═══ STORED RECORDS ═══
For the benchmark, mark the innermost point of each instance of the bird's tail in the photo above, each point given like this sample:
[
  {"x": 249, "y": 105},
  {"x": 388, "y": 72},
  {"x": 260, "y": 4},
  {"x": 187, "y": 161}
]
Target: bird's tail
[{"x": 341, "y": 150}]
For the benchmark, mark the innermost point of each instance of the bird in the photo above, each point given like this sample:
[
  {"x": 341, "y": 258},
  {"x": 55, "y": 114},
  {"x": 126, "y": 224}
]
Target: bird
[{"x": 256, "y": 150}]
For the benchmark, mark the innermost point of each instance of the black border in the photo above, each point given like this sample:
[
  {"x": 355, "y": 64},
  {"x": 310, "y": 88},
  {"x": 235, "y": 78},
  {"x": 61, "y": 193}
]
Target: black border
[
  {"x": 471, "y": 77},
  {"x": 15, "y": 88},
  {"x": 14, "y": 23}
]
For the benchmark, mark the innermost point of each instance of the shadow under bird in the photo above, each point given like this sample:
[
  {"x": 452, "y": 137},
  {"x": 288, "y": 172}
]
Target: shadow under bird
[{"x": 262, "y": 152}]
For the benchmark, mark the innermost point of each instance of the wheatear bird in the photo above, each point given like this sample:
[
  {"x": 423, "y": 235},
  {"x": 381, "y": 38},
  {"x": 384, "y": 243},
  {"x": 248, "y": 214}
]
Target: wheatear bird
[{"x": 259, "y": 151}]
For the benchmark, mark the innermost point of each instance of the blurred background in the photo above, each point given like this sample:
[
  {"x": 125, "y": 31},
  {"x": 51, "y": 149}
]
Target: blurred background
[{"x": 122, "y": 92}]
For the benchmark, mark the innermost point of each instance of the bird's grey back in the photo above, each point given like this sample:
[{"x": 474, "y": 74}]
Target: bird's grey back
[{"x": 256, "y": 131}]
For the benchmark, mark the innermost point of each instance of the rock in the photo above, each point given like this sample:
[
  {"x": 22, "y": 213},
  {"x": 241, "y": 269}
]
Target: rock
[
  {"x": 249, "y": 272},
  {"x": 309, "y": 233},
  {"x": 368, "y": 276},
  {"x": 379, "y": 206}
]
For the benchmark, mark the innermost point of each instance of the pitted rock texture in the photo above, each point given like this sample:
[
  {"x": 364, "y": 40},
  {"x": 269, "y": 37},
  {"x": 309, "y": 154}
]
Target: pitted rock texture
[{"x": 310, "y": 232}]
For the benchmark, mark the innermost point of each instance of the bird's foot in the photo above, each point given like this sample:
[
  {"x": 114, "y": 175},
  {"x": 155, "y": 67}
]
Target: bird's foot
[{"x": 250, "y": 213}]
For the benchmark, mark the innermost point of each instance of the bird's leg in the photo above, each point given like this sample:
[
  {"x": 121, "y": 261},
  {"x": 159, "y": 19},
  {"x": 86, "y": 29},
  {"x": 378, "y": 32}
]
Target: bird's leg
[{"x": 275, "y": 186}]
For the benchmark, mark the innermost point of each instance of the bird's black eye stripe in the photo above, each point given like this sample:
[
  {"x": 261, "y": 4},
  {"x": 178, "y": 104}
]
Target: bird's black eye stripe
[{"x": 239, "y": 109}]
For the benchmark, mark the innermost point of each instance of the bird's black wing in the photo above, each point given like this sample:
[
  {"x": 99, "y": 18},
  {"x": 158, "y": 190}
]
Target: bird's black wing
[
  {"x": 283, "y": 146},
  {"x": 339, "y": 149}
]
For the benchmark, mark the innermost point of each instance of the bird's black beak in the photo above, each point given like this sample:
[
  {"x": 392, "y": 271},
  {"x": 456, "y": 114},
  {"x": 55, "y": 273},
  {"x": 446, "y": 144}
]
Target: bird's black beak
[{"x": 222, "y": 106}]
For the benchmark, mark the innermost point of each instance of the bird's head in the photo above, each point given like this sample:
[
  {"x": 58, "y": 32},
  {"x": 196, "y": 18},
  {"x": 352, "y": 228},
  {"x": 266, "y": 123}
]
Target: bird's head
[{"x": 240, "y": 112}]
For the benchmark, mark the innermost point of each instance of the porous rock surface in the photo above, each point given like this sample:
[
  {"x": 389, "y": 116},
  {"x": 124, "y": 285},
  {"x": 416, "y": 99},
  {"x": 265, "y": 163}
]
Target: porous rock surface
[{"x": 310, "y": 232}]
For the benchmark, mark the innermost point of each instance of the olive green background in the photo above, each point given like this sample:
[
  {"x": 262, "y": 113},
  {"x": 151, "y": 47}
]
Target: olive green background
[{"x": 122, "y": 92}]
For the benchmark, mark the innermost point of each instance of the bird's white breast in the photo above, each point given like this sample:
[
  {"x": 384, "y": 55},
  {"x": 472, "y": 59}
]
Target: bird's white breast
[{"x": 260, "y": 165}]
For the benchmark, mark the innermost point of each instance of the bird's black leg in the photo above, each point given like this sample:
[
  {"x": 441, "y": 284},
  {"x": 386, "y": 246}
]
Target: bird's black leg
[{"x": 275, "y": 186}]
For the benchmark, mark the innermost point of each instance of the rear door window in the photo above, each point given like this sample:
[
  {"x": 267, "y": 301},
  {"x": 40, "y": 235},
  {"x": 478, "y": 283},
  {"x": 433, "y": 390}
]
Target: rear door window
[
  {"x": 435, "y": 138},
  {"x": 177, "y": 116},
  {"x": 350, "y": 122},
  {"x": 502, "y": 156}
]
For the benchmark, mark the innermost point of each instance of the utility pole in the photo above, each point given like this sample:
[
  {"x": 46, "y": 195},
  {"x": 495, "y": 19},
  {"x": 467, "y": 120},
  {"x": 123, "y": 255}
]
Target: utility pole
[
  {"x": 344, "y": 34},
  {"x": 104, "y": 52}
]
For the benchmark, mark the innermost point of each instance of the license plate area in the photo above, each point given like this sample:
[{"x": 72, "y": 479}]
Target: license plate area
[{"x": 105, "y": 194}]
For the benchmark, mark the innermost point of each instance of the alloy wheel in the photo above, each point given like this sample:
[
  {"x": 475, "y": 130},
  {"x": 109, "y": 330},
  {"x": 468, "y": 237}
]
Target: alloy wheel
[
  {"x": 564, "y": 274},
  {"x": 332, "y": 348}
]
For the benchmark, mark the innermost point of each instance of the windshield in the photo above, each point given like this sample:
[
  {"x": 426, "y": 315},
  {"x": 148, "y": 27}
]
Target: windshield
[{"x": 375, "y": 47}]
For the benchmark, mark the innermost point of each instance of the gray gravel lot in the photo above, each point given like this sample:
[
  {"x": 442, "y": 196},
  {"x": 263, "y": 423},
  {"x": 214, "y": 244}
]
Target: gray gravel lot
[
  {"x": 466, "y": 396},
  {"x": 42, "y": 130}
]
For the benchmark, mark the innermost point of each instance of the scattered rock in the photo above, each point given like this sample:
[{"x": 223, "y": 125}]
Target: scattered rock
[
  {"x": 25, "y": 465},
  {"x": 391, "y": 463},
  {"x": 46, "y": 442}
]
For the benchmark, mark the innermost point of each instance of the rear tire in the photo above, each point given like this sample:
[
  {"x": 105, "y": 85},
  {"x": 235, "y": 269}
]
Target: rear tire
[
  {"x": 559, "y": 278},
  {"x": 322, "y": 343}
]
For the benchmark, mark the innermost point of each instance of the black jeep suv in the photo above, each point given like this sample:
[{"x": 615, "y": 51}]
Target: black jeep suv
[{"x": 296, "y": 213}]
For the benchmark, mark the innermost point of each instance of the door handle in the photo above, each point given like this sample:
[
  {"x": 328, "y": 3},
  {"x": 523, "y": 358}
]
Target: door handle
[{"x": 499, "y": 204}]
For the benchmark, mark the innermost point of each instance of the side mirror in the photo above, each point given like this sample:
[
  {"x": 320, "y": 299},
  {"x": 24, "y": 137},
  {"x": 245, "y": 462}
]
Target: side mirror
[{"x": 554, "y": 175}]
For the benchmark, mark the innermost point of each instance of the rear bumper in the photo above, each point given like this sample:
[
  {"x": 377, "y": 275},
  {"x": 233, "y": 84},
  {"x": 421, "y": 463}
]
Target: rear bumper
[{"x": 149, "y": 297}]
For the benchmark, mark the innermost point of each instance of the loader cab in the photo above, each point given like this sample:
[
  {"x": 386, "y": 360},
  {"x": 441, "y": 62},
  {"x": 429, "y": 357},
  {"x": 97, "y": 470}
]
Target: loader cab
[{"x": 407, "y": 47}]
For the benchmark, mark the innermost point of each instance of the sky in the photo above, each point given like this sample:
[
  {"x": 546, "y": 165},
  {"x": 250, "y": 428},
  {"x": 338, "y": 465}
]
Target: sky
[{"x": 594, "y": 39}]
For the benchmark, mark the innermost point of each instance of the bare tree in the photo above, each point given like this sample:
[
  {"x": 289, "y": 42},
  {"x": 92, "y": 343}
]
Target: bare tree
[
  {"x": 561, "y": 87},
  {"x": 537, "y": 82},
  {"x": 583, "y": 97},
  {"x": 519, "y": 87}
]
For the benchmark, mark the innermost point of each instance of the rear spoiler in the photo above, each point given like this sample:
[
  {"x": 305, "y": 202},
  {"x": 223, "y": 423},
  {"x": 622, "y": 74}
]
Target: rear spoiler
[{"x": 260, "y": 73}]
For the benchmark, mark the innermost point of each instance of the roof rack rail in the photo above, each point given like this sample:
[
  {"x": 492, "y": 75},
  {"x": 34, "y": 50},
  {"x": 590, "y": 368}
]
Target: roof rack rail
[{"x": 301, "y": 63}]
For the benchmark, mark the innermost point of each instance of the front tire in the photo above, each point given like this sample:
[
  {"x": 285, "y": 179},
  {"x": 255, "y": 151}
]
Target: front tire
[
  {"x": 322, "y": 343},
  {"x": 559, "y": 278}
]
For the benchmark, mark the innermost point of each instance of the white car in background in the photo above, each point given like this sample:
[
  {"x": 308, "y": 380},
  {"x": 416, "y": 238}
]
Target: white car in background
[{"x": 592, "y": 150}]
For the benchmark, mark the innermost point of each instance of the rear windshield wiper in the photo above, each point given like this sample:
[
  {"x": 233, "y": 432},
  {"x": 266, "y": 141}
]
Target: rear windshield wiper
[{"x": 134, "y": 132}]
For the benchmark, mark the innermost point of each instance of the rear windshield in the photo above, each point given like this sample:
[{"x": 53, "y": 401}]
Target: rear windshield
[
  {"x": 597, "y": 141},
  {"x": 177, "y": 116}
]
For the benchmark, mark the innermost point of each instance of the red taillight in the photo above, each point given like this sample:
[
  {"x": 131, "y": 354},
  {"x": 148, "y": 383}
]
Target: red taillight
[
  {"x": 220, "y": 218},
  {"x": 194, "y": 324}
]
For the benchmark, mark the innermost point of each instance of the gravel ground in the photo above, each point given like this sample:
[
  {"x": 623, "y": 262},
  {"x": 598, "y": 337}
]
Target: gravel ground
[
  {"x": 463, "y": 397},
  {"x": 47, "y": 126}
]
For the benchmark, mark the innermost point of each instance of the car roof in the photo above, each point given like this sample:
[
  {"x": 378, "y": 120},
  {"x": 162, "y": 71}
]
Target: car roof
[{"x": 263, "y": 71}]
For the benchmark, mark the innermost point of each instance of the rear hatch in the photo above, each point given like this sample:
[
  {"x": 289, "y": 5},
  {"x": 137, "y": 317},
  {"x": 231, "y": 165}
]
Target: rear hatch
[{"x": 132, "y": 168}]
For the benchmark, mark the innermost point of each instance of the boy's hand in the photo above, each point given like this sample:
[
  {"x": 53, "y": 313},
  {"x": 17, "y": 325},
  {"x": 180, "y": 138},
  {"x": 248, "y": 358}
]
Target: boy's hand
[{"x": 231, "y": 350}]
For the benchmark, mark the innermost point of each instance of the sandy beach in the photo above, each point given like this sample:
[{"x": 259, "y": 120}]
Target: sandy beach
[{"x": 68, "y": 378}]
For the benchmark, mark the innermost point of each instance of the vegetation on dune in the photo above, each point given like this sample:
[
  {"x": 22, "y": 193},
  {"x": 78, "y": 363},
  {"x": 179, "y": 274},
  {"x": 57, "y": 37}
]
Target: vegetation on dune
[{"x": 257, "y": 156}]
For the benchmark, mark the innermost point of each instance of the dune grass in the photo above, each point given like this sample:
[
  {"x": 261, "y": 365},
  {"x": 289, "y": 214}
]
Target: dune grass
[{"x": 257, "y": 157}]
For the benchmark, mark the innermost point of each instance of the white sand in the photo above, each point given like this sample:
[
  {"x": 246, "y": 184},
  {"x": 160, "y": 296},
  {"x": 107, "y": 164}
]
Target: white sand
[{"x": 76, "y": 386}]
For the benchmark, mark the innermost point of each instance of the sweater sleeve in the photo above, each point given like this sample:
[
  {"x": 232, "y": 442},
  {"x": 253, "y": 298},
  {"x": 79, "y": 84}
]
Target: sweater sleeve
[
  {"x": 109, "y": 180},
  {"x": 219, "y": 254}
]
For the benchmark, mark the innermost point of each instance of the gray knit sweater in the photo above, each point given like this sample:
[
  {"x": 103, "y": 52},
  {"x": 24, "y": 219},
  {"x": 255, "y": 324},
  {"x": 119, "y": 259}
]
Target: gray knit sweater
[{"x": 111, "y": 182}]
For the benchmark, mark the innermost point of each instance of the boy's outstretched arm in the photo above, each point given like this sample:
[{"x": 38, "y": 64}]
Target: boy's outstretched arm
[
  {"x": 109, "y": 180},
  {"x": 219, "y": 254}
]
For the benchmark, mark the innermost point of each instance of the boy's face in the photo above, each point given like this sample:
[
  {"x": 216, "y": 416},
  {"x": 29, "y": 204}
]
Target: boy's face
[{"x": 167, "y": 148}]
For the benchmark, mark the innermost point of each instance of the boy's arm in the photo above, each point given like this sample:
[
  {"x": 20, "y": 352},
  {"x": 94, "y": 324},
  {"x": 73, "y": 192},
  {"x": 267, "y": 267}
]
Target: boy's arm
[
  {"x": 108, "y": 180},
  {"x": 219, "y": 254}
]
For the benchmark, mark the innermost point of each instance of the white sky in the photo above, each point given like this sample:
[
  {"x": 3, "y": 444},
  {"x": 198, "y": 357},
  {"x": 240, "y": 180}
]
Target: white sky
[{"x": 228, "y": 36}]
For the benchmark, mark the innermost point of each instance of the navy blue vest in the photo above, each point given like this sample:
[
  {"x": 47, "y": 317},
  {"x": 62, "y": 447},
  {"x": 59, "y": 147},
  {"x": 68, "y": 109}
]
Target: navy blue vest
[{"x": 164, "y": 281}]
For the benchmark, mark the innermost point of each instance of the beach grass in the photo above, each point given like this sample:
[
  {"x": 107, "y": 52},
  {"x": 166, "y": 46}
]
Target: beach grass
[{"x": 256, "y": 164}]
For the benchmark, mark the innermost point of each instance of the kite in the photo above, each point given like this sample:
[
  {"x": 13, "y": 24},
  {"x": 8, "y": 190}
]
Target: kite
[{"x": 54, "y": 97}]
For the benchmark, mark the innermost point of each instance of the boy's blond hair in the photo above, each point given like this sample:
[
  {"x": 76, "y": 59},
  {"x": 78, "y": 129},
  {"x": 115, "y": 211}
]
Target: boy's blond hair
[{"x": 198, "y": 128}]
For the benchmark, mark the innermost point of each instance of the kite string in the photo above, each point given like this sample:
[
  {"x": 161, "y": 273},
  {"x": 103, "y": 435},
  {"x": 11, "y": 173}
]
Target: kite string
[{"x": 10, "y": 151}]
═══
### [WORK TO COMPLETE]
What needs duplicating is the run of lines from the one containing "of the beach" through the last line of the entries above, exact and complete.

### [EXPECTED OUTPUT]
For the benchmark, mark the innermost point of each instance of the beach grass in the photo above, each point given like this sample:
[
  {"x": 107, "y": 52},
  {"x": 166, "y": 46}
]
Target: beach grass
[{"x": 256, "y": 164}]
For the benchmark, mark the innermost point of each instance of the kite in the photo above, each point given like this sample:
[
  {"x": 13, "y": 24},
  {"x": 8, "y": 190}
]
Target: kite
[{"x": 54, "y": 97}]
For the benchmark, mark the innermost point of each instance of the boy's blond hair in the photo above, each point given like this sample:
[
  {"x": 76, "y": 59},
  {"x": 78, "y": 129},
  {"x": 115, "y": 211}
]
Target: boy's blond hair
[{"x": 198, "y": 128}]
For the benchmark, mark the innermost point of each instance of the kite string in the photo above, each point given like this sample:
[
  {"x": 161, "y": 273},
  {"x": 103, "y": 435},
  {"x": 11, "y": 173}
]
Target: kite string
[{"x": 10, "y": 151}]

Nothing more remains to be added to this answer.